• Task brief:
State how many lines of the material contain the word "metal", giving only the number.

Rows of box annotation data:
^^^^

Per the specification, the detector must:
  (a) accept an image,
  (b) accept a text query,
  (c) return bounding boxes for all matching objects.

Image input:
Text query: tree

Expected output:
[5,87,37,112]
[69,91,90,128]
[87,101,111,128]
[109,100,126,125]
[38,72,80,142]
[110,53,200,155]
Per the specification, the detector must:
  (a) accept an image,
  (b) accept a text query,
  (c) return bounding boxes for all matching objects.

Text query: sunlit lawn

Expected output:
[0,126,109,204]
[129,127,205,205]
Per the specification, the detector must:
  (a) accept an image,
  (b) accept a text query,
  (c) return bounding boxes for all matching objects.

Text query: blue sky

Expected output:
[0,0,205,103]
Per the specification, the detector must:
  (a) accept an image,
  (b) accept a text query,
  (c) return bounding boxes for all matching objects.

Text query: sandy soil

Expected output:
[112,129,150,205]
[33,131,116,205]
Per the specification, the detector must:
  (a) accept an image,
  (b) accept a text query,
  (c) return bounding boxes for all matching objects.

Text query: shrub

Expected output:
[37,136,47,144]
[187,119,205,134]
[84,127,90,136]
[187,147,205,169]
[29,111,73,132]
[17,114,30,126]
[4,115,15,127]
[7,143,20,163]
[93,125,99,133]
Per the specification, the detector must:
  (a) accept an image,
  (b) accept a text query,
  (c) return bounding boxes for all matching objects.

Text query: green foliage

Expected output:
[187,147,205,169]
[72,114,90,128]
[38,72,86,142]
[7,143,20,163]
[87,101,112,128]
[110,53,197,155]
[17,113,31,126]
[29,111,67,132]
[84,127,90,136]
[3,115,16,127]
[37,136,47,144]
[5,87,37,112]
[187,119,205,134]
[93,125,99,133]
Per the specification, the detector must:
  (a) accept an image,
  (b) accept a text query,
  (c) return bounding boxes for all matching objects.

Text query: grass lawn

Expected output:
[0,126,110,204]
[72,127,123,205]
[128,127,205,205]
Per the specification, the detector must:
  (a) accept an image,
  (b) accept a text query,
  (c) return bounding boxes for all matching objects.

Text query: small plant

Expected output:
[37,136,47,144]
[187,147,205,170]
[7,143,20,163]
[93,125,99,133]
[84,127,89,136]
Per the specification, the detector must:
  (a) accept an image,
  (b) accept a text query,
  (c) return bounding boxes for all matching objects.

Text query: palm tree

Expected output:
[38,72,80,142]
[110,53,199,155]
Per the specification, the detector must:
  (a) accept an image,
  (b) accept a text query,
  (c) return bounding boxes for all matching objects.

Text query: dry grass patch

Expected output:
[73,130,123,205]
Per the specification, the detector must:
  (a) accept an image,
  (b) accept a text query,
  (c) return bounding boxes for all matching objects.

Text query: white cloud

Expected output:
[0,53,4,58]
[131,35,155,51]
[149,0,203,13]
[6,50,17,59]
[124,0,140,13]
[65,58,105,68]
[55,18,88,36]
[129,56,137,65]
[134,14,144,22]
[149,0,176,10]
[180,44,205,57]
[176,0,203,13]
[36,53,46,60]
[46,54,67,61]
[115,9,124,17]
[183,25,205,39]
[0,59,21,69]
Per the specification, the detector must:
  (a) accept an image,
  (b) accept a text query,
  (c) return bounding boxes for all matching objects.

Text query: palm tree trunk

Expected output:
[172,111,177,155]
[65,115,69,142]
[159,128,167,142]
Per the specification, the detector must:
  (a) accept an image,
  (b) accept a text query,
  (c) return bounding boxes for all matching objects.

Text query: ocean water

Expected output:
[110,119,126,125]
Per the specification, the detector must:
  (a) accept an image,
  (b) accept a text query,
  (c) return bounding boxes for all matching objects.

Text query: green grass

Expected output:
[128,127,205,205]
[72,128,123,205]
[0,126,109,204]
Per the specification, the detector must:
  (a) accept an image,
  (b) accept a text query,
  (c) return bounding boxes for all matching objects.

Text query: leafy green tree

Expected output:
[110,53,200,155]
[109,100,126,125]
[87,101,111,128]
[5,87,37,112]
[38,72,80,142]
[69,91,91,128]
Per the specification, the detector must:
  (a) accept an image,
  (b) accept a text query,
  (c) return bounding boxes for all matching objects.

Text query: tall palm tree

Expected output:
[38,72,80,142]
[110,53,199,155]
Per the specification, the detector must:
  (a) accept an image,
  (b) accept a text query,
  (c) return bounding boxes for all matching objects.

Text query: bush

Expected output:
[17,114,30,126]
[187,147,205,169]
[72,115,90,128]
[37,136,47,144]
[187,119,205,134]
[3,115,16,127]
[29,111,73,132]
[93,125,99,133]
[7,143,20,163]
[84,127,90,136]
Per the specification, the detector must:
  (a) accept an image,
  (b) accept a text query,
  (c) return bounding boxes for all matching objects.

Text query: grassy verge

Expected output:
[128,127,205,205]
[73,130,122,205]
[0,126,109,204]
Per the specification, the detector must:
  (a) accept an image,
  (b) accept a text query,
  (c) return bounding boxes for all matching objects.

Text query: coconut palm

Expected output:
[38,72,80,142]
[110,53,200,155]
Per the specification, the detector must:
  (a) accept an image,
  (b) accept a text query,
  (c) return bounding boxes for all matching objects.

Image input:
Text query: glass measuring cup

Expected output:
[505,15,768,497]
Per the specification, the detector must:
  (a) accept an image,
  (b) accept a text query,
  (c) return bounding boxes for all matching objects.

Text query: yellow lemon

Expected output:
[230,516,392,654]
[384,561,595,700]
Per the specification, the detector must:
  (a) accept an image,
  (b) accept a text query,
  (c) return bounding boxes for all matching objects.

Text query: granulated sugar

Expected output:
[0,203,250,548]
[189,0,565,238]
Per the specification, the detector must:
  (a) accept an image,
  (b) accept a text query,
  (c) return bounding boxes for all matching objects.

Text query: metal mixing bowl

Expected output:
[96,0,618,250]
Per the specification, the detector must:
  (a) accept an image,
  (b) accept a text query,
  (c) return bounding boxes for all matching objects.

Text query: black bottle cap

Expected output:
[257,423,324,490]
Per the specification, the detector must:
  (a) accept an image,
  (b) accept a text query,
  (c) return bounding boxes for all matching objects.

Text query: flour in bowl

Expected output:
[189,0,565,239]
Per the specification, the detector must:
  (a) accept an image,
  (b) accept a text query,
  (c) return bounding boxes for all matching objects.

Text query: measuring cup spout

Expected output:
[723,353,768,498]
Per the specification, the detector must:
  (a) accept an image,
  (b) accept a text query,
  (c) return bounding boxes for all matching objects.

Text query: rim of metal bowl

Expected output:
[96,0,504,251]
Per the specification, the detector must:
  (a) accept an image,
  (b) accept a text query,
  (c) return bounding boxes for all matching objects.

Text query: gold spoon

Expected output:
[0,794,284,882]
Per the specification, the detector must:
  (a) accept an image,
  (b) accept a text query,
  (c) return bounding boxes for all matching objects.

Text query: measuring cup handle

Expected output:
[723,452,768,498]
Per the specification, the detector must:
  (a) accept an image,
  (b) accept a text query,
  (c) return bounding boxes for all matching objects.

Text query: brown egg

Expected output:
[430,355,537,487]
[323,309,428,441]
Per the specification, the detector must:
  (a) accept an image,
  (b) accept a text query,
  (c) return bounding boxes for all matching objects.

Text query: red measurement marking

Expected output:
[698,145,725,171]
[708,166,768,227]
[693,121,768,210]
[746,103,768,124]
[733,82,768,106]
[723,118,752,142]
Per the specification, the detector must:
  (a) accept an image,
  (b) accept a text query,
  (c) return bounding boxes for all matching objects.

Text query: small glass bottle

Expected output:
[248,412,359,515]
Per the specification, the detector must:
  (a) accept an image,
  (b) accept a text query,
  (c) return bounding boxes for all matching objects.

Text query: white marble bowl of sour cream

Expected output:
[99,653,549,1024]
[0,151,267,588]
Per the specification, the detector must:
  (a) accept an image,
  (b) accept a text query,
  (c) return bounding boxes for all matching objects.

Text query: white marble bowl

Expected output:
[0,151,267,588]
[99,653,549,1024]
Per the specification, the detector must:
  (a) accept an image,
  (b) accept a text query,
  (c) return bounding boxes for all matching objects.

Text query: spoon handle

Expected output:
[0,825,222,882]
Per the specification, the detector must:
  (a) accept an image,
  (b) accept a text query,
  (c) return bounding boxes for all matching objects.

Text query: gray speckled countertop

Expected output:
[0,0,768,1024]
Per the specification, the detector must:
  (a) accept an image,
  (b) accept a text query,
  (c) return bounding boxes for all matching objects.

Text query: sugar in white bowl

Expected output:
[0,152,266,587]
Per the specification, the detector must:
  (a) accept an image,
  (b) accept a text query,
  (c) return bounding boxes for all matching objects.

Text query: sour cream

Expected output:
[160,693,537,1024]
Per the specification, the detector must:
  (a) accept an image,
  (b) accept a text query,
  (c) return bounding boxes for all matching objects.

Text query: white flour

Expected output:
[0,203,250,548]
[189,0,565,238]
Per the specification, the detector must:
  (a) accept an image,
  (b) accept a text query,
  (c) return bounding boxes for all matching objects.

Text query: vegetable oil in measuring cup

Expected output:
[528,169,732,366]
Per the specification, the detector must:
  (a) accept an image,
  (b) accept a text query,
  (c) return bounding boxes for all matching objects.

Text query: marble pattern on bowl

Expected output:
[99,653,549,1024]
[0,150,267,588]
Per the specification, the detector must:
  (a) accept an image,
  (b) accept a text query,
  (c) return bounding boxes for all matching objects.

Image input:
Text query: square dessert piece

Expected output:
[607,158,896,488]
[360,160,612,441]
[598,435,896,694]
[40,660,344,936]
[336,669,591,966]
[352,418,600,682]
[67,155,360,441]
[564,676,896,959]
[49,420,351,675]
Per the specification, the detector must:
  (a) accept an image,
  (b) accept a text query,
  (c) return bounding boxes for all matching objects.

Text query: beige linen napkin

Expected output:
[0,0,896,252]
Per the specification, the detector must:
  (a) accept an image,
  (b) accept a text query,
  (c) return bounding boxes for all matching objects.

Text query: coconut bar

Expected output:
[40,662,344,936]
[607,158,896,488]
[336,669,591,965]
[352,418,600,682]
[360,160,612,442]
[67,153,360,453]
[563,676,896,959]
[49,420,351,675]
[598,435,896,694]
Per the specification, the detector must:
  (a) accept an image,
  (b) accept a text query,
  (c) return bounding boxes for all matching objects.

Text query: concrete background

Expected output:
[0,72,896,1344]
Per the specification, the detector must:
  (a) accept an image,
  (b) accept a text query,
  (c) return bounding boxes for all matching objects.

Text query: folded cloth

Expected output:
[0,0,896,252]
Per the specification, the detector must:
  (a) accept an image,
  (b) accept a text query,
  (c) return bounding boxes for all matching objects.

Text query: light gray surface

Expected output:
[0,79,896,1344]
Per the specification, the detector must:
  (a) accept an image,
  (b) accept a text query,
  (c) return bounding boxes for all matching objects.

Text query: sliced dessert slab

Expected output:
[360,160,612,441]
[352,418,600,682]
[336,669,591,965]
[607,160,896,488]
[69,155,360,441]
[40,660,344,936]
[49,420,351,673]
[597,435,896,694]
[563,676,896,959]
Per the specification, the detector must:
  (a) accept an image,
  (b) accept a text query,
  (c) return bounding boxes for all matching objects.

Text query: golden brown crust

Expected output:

^^^^

• Answer to this exercise:
2